■ TASKS:
1) List every amount of money stated in dollars in the passage about banking and cryptocurrency, with what each amount refers to.
2) Format the rows as a JSON list of strings, one string per line and no blank lines. Begin at the line that has "Pinpoint every instance of bush" and stop after the line that has "[72,208,82,218]".

■ EXTRACT:
──────────
State of the banks
The financial services industry is today arguably the world’s most powerful industry. The global financial system is responsible for moving trillions of dollars every day, serving billions of people, and supporting a world economy worth more than $100 trillion. A closer inspection of this omnipresent money machine, however, reveals the haphazard ways in which it has evolved. Most notably, the machine is plagued by a helter-skelter patchwork of new technology welded onto old infrastructure. Take, for instance, the somewhat strange co-existence of internet banking and paper check issuance at banks that run on mainframe computing infrastructure from the 1970s. Or the fact that, when a customer uses Apple Pay to buy a drink at Starbucks, the money goes through some five different intermediaries before finally reaching the coffee chain’s bank account – the transaction clears in seconds, but takes days to settle.
Such bizarre ways of working are widespread in the industry. Stock and bond trades clear almost instantly but take two to three days to settle. A foreign laborer in Singapore earning daily wages could wire his money home and, in the process, have to tolerate absurd transaction costs and a long wait, as if it were physical notes making their way across the world. Worse still, such daily wage laborers – part of the almost one billion people around the world living on less than two dollars a day – are seen as unattractive for banks to take on.
The crux of these problems lies with the fact that the gears of the financial services industry are powerful centralized intermediaries that consolidate capital and enforce monopoly economics. This makes the industry exclusive and centralized, leaving billions unbanked and the industry vulnerable to Equifax-like data breaches.
So how can we make today’s money machine efficient, secure and truly global in scope?
In cryptography we trust
In the wake of the global financial crisis was unveiled the world’s first cryptocurrency, bitcoin, by an anonymous person (or persons) under the pseudonym Satoshi Nakamoto. The fundamental message in Nakamoto’s white paper ‘Bitcoin: A Peer-to-Peer Electronic Cash System’ resonated with the belief that the mass adoption of virtual currencies would ultimately obliterate the institutions – intermediaries such as banks and other ‘trusted’ third parties – that, one could argue, were responsible for the crisis. The white paper proposed a breakthrough approach to owning, exchanging and accounting for value.
──────────
■ RECORDS PROVIDED:
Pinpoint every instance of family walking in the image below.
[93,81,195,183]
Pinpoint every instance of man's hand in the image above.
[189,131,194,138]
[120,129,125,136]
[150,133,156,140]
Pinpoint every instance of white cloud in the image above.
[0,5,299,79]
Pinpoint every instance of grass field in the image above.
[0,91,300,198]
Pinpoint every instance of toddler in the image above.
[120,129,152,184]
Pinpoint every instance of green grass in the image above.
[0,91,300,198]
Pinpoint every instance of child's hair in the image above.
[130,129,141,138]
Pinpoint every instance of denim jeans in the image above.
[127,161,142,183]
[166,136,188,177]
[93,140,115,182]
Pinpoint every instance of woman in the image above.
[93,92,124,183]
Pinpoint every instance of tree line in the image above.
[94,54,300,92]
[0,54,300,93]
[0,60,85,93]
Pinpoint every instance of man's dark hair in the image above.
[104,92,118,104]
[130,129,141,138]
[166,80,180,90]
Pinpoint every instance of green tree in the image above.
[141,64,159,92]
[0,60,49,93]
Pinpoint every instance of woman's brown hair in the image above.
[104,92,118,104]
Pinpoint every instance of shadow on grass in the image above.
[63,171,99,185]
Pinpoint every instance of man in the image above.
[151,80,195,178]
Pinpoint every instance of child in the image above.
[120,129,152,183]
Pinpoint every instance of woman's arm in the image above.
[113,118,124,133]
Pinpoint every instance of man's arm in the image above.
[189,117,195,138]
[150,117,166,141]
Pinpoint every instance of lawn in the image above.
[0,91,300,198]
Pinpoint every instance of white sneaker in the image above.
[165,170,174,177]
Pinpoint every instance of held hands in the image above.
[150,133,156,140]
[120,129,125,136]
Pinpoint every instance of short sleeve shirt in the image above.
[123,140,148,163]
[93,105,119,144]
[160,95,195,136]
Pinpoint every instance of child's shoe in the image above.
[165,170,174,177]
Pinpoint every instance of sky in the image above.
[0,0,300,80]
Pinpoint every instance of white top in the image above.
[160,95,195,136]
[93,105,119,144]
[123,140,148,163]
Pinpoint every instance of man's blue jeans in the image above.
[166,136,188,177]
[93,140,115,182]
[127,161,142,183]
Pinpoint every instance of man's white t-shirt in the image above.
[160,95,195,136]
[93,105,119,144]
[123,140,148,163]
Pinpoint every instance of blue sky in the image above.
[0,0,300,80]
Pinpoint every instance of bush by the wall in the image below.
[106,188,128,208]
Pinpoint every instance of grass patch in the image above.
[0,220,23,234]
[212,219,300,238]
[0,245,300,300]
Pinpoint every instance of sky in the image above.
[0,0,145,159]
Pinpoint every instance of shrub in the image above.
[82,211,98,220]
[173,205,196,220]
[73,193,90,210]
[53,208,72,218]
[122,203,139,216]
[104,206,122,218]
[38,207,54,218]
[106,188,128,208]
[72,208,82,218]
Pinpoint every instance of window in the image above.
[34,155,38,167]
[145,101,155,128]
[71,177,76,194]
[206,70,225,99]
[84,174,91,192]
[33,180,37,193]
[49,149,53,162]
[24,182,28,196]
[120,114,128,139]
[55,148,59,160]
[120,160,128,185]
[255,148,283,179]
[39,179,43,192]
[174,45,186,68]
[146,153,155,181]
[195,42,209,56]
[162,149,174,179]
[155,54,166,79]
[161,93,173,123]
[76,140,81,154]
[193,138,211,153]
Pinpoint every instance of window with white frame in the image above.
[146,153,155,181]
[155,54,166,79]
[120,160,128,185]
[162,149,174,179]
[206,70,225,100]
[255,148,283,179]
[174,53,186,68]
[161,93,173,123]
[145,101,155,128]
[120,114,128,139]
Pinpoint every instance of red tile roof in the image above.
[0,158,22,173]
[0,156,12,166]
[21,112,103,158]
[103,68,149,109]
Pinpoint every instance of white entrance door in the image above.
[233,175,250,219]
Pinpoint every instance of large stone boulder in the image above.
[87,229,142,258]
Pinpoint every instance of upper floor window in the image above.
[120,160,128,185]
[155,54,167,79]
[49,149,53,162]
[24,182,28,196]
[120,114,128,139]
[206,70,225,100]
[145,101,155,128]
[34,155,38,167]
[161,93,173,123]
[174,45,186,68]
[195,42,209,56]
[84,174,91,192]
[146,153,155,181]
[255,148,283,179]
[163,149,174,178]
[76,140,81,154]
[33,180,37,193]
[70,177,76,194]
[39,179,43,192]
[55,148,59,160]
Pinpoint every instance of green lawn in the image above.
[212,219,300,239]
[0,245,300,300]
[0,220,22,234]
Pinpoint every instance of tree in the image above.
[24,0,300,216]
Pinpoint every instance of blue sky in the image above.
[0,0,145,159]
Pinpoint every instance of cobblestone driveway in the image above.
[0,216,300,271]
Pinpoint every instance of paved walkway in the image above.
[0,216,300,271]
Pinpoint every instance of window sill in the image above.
──────────
■ THE ANSWERS:
1)
- Trillions of dollars: the sum the global financial system moves every day.
- More than $100 trillion: the worth of the world economy.
- Less than two dollars a day: what almost one billion people around the world live on.

2)
[
  "Pinpoint every instance of bush by the wall in the image below.",
  "[106,188,128,208]",
  "Pinpoint every instance of grass patch in the image above.",
  "[0,220,23,234]",
  "[212,219,300,238]",
  "[0,245,300,300]",
  "Pinpoint every instance of sky in the image above.",
  "[0,0,145,159]",
  "Pinpoint every instance of shrub in the image above.",
  "[82,211,98,220]",
  "[173,205,196,220]",
  "[73,193,90,210]",
  "[53,208,72,218]",
  "[122,203,139,216]",
  "[104,206,122,218]",
  "[38,207,54,218]",
  "[106,188,128,208]",
  "[72,208,82,218]"
]